» AIM OF THE TASK:
Without the pictures, reproduce the records that follow exactly.
--- Start SUPPLIED DATA ---
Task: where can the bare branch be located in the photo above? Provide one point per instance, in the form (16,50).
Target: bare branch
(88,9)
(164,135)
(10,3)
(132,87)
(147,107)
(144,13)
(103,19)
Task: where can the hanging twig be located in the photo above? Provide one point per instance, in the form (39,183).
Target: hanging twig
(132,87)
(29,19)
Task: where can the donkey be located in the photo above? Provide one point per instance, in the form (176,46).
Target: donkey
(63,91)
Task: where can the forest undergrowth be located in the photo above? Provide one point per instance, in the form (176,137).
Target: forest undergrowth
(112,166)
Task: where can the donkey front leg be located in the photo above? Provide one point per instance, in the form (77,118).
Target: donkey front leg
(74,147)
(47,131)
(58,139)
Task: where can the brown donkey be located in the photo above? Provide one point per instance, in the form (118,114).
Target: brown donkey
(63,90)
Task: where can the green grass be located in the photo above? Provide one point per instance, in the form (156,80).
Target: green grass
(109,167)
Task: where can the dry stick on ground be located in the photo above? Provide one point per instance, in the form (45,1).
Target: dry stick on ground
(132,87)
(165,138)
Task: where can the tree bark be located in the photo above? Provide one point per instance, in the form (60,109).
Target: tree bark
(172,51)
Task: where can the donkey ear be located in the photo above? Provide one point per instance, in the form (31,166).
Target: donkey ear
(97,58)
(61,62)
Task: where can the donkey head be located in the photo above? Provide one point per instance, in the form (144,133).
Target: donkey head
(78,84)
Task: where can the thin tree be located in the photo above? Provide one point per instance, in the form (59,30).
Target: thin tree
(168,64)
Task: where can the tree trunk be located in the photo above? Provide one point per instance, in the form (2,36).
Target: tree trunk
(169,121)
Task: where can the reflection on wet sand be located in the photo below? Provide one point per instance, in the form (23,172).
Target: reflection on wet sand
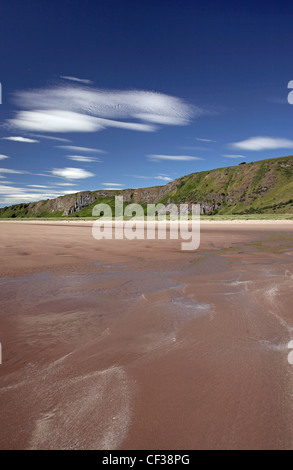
(138,345)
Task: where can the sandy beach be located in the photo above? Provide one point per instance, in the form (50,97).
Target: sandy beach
(119,344)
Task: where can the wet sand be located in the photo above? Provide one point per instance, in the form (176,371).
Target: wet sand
(118,344)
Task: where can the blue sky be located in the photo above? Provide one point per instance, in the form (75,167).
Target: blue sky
(119,94)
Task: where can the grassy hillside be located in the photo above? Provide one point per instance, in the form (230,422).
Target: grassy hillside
(263,187)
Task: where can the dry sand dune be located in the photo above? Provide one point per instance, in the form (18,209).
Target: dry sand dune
(120,344)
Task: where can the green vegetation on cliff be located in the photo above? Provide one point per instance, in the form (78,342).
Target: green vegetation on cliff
(263,187)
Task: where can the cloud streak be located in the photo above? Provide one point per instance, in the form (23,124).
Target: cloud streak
(75,79)
(233,156)
(181,158)
(263,143)
(77,158)
(71,173)
(75,108)
(21,139)
(79,149)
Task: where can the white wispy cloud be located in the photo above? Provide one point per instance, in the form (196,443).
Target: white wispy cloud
(113,184)
(21,139)
(173,157)
(78,158)
(59,139)
(233,156)
(79,149)
(204,140)
(9,171)
(263,143)
(71,173)
(75,79)
(80,109)
(65,184)
(40,186)
(14,194)
(55,121)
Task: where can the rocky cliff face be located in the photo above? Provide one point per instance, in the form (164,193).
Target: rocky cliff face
(263,186)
--- End SUPPLIED DATA ---
» SOLUTION TO THE PROBLEM:
Task: where can the bare branch be located in the photo above? Provide one point per instance, in the form (16,50).
Target: bare branch
(88,9)
(164,135)
(10,3)
(132,87)
(147,107)
(144,13)
(103,19)
Task: where can the hanging twig be located in the photo above? Provide one point per instance, in the form (39,183).
Target: hanging twig
(132,87)
(29,19)
Task: where can the donkey be located in the photo above? Provide one point per instance, in the form (176,46).
Target: donkey
(63,91)
Task: where can the forest undergrowth be located in the photo above? Provide one point per instance, in the form (176,137).
Target: forest undergrowth
(112,166)
Task: where can the donkey front leg be located in the photo above? Provide one point per instance, in the form (77,118).
Target: donkey front leg
(74,147)
(47,131)
(58,139)
Task: where can the brown donkey be located in the photo above? Provide one point per instance, in the form (118,114).
Target: brown donkey
(63,90)
Task: where can the green grass be located in the photo above? Provide one point per instance, in the form (156,80).
Target: green grass
(109,167)
Task: where can the dry stick on ground be located in the photo above? Provide one point per instance, in the form (45,1).
Target: dry stick on ground
(132,87)
(165,138)
Task: where can the tree bark be located in the photo above? Provide one point per instance, in the form (60,109).
Target: tree bark
(172,51)
Task: where can the donkey ear be located in the photo above? Provide one point per instance, in the form (31,166).
Target: donkey ear
(97,58)
(61,62)
Task: where can the donkey head be located in the photo above? Provide one point per instance, in the form (144,133).
Target: donkey head
(78,84)
Task: where can the thin tree be located in the photo above? Provide one point per instance, in the form (59,30).
Target: thin tree
(168,64)
Task: where can the tree trunk be located in the photo above? Provide one point per instance, in the form (2,36).
Target: tree trunk
(169,121)
Task: where can the reflection on wet sand be located in the photo below? Provide one point per instance, in the form (23,172).
Target: reflection on wet sand
(138,345)
Task: where can the sandy beach be located in the photo above? Provide one point per instance, in the form (50,97).
Target: sandy beach
(119,344)
Task: where can the wet sand be located in the photo above? Provide one point per instance, in the form (176,371).
Target: wet sand
(118,344)
Task: where can the blue sky be located in the photo above? Provide one point per instance, in the form (75,167).
Target: blue sky
(119,94)
Task: where can the grassy hillside be located in the photo above? Provide one point per instance, in the form (230,422).
Target: grassy hillside
(263,187)
Task: where can the dry sand dune be located in the photo above? Provide one point per instance, in the form (18,209).
Target: dry sand dune
(120,344)
Task: where can the green vegetation on cliff be located in the photo above? Provide one point per instance, in the form (78,342).
Target: green vegetation on cliff
(263,187)
Task: where can the cloud streak be located in the photo above? Provide one point per instance, in the form (23,124).
Target: cloud streak
(75,79)
(233,156)
(181,158)
(263,143)
(77,158)
(71,173)
(75,108)
(21,139)
(79,149)
Task: where can the white wispy cloud be located in the photo above? Provide one point per instance, in the form (196,443).
Target: white wispy cloud
(113,184)
(21,139)
(173,157)
(78,158)
(59,139)
(233,156)
(79,149)
(204,140)
(9,171)
(263,143)
(71,173)
(75,79)
(80,109)
(65,184)
(40,186)
(14,194)
(55,121)
Task: where can the rocky cliff face be located in the photo above? Provide one point per instance, in the form (164,193).
Target: rocky cliff face
(263,186)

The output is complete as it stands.